[TASK OBJECTIVE]
Only an exact repetition of all the entries will be accepted.

[THE DATA]

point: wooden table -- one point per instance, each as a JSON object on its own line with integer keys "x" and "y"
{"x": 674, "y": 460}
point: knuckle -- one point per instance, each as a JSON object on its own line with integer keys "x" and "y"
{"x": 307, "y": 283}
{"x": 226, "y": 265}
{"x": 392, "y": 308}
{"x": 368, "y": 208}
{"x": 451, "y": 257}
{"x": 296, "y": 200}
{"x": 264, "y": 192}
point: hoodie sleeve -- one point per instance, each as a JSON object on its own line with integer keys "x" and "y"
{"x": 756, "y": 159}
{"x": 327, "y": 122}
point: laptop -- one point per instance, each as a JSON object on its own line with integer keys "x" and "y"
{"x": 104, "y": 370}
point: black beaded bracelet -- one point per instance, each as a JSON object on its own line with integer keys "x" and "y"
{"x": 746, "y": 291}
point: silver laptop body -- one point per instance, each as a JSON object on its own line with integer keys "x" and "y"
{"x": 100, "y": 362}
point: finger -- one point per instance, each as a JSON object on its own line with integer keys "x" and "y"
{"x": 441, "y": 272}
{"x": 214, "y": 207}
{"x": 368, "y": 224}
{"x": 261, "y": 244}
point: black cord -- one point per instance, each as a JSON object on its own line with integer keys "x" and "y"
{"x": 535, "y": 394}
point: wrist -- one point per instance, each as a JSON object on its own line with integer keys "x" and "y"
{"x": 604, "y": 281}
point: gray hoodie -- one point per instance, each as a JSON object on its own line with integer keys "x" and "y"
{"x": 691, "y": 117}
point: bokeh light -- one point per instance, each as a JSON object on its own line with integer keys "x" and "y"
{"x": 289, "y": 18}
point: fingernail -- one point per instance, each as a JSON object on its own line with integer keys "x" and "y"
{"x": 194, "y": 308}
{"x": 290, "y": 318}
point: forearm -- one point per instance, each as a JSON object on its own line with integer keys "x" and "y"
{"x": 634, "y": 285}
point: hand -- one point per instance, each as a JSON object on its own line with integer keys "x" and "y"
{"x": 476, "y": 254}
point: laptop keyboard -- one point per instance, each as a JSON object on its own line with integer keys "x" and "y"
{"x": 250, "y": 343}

[RESULT OF THE TASK]
point: wooden table -- one point per instance, each as a JSON object on its own line with integer keys "x" and "y"
{"x": 674, "y": 460}
point: knuckle -- one point per instance, each as a JSON object on its own line with integer keys "x" and "y"
{"x": 307, "y": 283}
{"x": 226, "y": 265}
{"x": 392, "y": 308}
{"x": 368, "y": 208}
{"x": 451, "y": 257}
{"x": 296, "y": 200}
{"x": 264, "y": 192}
point: hoodie sleeve -- one point per instance, each as a JSON object on its own line with integer keys "x" and "y"
{"x": 756, "y": 159}
{"x": 327, "y": 122}
point: laptop -- one point per instance, each as a JSON object on its own line with integer keys "x" and "y"
{"x": 104, "y": 370}
point: black beaded bracelet -- one point per instance, each as a JSON object on its own line with integer keys "x" and "y"
{"x": 746, "y": 291}
point: silver laptop body -- one point per instance, each as a JSON object on its own line with integer keys "x" and "y"
{"x": 100, "y": 362}
point: finger -- one point per instance, each as a JSON object on its own line with integer keys "x" and "y"
{"x": 441, "y": 272}
{"x": 214, "y": 207}
{"x": 368, "y": 224}
{"x": 261, "y": 244}
point: black cord -- one point per instance, each as a JSON object on its own line with integer keys "x" and "y"
{"x": 535, "y": 394}
point: wrist -- one point per instance, each as a JSON object on its own line with integer keys "x" and "y"
{"x": 604, "y": 281}
point: gray hoodie -- one point per instance, each as a JSON object on its own line with integer keys "x" and "y"
{"x": 691, "y": 117}
point: bokeh light -- one point per instance, each as a JSON object on its own line with integer keys "x" and "y"
{"x": 289, "y": 18}
point: fingernail -- one point per instance, each as a JSON object on its own line with integer keys "x" and "y"
{"x": 194, "y": 308}
{"x": 290, "y": 318}
point: forearm -- one point per instance, each as a JSON object on its own line with integer keys "x" and "y"
{"x": 634, "y": 285}
point: hand -- one point per instance, each as a JSON object on its own line with integer keys "x" and "y"
{"x": 476, "y": 254}
point: laptop keyboard -- one point per instance, each as a JSON object on its own line with integer keys "x" and "y"
{"x": 250, "y": 343}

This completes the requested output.